[Start Page excerpt]

The bright white of the buildings designed by Dudok
set them apart from the surrounding buildings in the local brown brick. On the
main thoroughfare (Geldropseweg) the garden village presents itself with
detailed corner buildings with shops behind rounded bay windows.
Monotony is avoided by staggering the building line
and raising portions of the roofline. These are the classic Unwinesk devices of
the Garden City Movement used here together with New Objective Architecture. The
litteral translation of Tuindorp is garden village. This village feel is
emphasised by the use of ample gardens at the front and the back of the houses.
This creates a green setting for people to live in houses filled with air and
light (the modernist ideals for future living).
The trees in the streets are now fully grown and cast
their dappled shade on the roads. The layout of the roads is linear, but
through the clever use of T-junctions the sightlines are kept short. All roads
in the garden village were planted with trees. also all front garden were
planted with privet hedges. This still creates a great sense of coherence
within the "white village".

[End Page excerpt]
[Start Data for processing]

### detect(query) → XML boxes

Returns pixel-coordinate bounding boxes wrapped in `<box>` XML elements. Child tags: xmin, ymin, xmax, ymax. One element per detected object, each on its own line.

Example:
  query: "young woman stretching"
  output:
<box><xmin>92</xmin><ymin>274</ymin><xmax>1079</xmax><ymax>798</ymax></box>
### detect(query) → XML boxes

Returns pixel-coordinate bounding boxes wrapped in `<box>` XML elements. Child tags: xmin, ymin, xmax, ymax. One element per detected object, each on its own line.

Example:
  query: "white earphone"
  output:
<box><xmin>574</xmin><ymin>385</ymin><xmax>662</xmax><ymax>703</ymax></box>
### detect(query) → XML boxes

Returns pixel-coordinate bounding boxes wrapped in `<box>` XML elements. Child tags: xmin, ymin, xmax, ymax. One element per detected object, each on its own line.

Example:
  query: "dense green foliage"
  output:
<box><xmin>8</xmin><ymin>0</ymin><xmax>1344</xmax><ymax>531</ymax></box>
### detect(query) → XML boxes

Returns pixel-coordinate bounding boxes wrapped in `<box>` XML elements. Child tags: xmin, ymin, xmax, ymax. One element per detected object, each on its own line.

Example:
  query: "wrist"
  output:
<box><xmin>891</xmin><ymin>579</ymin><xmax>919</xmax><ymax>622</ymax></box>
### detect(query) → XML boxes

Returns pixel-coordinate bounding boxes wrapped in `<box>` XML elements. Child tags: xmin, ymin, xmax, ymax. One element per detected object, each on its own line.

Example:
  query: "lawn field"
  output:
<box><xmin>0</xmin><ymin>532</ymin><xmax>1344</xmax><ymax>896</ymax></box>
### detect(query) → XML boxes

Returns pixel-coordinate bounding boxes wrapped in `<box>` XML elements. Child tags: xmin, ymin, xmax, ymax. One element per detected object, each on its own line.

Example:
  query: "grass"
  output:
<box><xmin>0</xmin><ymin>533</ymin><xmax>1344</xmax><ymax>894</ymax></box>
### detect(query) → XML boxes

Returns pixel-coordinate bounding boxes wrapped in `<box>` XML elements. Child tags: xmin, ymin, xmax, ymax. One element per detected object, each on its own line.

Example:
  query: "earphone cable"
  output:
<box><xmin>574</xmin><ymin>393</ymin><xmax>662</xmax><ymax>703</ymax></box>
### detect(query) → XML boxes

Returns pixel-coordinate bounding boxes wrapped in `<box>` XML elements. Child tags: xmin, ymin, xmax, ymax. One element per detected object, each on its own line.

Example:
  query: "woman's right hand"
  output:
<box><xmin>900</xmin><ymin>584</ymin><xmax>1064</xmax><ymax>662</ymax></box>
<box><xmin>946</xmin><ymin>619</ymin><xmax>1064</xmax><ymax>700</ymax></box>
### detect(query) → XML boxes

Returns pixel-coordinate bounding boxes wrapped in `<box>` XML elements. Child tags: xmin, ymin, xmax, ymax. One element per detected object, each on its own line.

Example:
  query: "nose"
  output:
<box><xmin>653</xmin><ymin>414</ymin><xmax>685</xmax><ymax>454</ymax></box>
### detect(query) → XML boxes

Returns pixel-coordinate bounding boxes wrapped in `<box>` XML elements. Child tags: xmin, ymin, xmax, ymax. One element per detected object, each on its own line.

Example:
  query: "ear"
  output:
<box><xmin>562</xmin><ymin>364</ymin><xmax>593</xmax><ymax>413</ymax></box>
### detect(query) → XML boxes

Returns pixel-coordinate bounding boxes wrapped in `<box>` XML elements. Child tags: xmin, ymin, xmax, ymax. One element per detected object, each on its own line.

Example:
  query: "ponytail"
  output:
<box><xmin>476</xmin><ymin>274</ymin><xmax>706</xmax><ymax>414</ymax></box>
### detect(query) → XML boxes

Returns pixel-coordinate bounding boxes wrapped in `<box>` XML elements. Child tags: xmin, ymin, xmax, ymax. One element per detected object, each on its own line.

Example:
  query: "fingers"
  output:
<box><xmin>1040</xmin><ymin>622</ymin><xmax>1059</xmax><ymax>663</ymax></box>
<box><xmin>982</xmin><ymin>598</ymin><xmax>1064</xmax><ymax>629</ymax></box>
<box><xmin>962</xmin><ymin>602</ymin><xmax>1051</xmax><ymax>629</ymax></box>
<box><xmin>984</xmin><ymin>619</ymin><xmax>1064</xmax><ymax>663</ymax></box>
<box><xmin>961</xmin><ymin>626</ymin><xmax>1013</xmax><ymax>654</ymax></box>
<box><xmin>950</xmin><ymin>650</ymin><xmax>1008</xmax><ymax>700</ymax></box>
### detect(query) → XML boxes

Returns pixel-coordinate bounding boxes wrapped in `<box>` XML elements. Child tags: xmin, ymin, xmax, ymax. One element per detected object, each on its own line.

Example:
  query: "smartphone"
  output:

[End Data for processing]

### Tasks to perform
1 > Reproduce the full text on Dudok's garden village, word for word.
2 > Count the lines of the records that contain the string "earphone". Reply with the number only.

### Answers for the exercise
1 >
The bright white of the buildings designed by Dudok
set them apart from the surrounding buildings in the local brown brick. On the
main thoroughfare (Geldropseweg) the garden village presents itself with
detailed corner buildings with shops behind rounded bay windows.
Monotony is avoided by staggering the building line
and raising portions of the roofline. These are the classic Unwinesk devices of
the Garden City Movement used here together with New Objective Architecture. The
litteral translation of Tuindorp is garden village. This village feel is
emphasised by the use of ample gardens at the front and the back of the houses.
This creates a green setting for people to live in houses filled with air and
light (the modernist ideals for future living).
The trees in the streets are now fully grown and cast
their dappled shade on the roads. The layout of the roads is linear, but
through the clever use of T-junctions the sightlines are kept short. All roads
in the garden village were planted with trees. also all front garden were
planted with privet hedges. This still creates a great sense of coherence
within the "white village".

2 > 2